Segment Start: RECORDS FOR THE EXERCISE

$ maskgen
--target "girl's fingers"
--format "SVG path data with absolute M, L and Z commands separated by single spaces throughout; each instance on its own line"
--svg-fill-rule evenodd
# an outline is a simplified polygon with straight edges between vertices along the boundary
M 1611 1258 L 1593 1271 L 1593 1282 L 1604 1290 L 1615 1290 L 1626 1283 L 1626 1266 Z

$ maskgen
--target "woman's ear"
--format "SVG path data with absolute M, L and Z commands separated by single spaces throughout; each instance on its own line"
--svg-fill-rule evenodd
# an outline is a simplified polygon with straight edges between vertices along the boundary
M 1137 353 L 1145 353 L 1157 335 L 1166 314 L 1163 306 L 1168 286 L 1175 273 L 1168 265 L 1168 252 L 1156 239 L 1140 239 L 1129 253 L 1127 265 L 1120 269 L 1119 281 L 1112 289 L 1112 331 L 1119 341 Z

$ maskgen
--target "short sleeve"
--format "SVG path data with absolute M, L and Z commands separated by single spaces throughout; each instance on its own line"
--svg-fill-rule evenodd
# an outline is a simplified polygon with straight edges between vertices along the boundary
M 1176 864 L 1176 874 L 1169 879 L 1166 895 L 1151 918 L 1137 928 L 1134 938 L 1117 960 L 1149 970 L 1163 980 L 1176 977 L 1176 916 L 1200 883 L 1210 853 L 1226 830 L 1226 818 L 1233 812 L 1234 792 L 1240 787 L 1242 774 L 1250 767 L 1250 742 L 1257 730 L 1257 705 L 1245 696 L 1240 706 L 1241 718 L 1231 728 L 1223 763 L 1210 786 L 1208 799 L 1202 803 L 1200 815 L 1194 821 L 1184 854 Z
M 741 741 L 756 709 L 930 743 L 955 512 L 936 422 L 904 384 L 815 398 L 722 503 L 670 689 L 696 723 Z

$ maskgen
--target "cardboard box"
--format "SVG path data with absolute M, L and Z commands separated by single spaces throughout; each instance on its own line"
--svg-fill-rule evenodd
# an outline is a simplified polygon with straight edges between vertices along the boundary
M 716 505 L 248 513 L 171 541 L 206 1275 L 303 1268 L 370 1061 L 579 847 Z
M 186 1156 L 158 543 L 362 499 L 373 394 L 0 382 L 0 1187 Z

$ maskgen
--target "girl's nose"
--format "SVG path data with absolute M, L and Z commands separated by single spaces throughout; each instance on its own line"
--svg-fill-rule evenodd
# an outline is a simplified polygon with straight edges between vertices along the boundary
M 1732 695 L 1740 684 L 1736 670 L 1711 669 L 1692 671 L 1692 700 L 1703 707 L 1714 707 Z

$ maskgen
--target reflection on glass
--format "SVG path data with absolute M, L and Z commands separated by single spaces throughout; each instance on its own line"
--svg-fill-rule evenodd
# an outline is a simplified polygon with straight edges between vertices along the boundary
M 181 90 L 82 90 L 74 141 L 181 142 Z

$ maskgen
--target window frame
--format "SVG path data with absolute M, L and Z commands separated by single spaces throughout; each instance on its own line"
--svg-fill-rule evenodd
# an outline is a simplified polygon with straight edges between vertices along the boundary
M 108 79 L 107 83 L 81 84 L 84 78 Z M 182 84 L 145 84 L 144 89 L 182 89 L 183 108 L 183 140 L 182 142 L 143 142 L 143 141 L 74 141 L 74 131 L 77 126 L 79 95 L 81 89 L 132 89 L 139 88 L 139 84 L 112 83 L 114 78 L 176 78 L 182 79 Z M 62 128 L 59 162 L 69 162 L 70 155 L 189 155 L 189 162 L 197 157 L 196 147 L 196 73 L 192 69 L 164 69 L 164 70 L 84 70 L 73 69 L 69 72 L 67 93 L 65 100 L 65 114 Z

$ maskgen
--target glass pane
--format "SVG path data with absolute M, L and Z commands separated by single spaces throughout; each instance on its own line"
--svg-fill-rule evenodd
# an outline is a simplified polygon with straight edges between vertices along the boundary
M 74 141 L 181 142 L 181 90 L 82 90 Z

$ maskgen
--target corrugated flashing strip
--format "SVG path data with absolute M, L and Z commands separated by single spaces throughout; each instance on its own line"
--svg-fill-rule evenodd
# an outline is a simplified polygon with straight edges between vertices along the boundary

Segment End: RECORDS FOR THE EXERCISE

DESCRIPTION OF THE TASK
Without altering a single character, write out every record above.

EXPECTED ANSWER
$ maskgen
--target "girl's fingers"
--format "SVG path data with absolute M, L and Z commands separated by single spaces throughout; each instance on its own line"
--svg-fill-rule evenodd
# an outline is a simplified polygon with straight edges between vertices along the boundary
M 1611 1258 L 1593 1271 L 1593 1282 L 1604 1290 L 1615 1290 L 1626 1283 L 1626 1266 Z

$ maskgen
--target "woman's ear"
--format "SVG path data with absolute M, L and Z commands separated by single spaces throughout; each instance on its own line"
--svg-fill-rule evenodd
# an outline is a simplified polygon with straight edges between vertices along the boundary
M 1137 353 L 1145 353 L 1157 335 L 1166 314 L 1163 306 L 1168 286 L 1175 273 L 1168 265 L 1168 252 L 1156 239 L 1140 239 L 1129 253 L 1127 265 L 1120 269 L 1119 281 L 1112 289 L 1112 331 L 1119 341 Z

$ maskgen
--target "short sleeve"
--format "SVG path data with absolute M, L and Z commands separated by single spaces throughout; each instance on its own line"
--svg-fill-rule evenodd
# an outline is a simplified polygon with straight edges between vertices along the boundary
M 1176 864 L 1176 874 L 1169 879 L 1166 895 L 1151 918 L 1137 928 L 1134 938 L 1117 960 L 1149 970 L 1163 980 L 1176 977 L 1176 916 L 1200 883 L 1210 853 L 1226 830 L 1226 818 L 1233 812 L 1234 792 L 1240 787 L 1242 774 L 1250 767 L 1250 742 L 1257 730 L 1257 705 L 1245 696 L 1240 706 L 1241 718 L 1231 728 L 1223 763 L 1210 786 L 1208 799 L 1202 803 L 1200 815 L 1194 821 L 1184 854 Z
M 741 741 L 756 709 L 930 743 L 955 512 L 936 422 L 904 384 L 815 398 L 722 503 L 670 689 L 696 723 Z

$ maskgen
--target "cardboard box"
--format "SVG path data with absolute M, L and Z commands separated by single spaces throughout; each instance on its own line"
--svg-fill-rule evenodd
# an outline is a simplified polygon with straight edges between vertices along the boundary
M 716 505 L 248 513 L 171 541 L 206 1275 L 303 1268 L 370 1061 L 579 847 Z
M 186 1156 L 158 543 L 362 499 L 373 394 L 0 382 L 0 1187 Z

$ maskgen
--target "girl's nose"
--format "SVG path data with absolute M, L and Z commands separated by single spaces throughout; each instance on its own line"
--svg-fill-rule evenodd
# an outline is a simplified polygon with straight edges between vertices along the boundary
M 1732 695 L 1740 684 L 1736 670 L 1711 669 L 1692 671 L 1692 700 L 1703 707 L 1714 707 Z

$ maskgen
--target reflection on glass
--format "SVG path data with absolute M, L and Z commands separated by single spaces throughout; each instance on its own line"
--svg-fill-rule evenodd
# an outline is a simplified polygon with straight edges between vertices along the boundary
M 181 90 L 82 90 L 74 141 L 181 142 Z

$ maskgen
--target window frame
--format "SVG path data with absolute M, L and Z commands separated by single spaces throughout; each instance on its own line"
--svg-fill-rule evenodd
# an outline is a simplified polygon with straight edges between vertices along the boundary
M 108 79 L 107 83 L 81 84 L 84 78 Z M 182 84 L 145 84 L 144 89 L 182 89 L 183 108 L 183 140 L 182 142 L 143 142 L 143 141 L 74 141 L 74 131 L 77 126 L 79 95 L 81 89 L 132 89 L 139 88 L 139 84 L 112 83 L 114 78 L 176 78 L 182 79 Z M 62 128 L 59 162 L 69 162 L 70 155 L 189 155 L 189 162 L 197 157 L 196 147 L 196 73 L 192 69 L 164 69 L 164 70 L 84 70 L 73 69 L 69 72 L 67 93 L 65 100 L 65 114 Z

$ maskgen
--target glass pane
--format "SVG path data with absolute M, L and Z commands separated by single spaces throughout; each instance on its own line"
--svg-fill-rule evenodd
# an outline is a simplified polygon with straight edges between vertices along the boundary
M 74 141 L 181 142 L 181 90 L 82 90 Z

$ maskgen
--target corrugated flashing strip
--format "SVG path data with absolute M, L and Z commands separated by single spaces throughout; each instance on its own line"
--svg-fill-rule evenodd
# an outline is a simplified polygon with straight edges between vertices along the boundary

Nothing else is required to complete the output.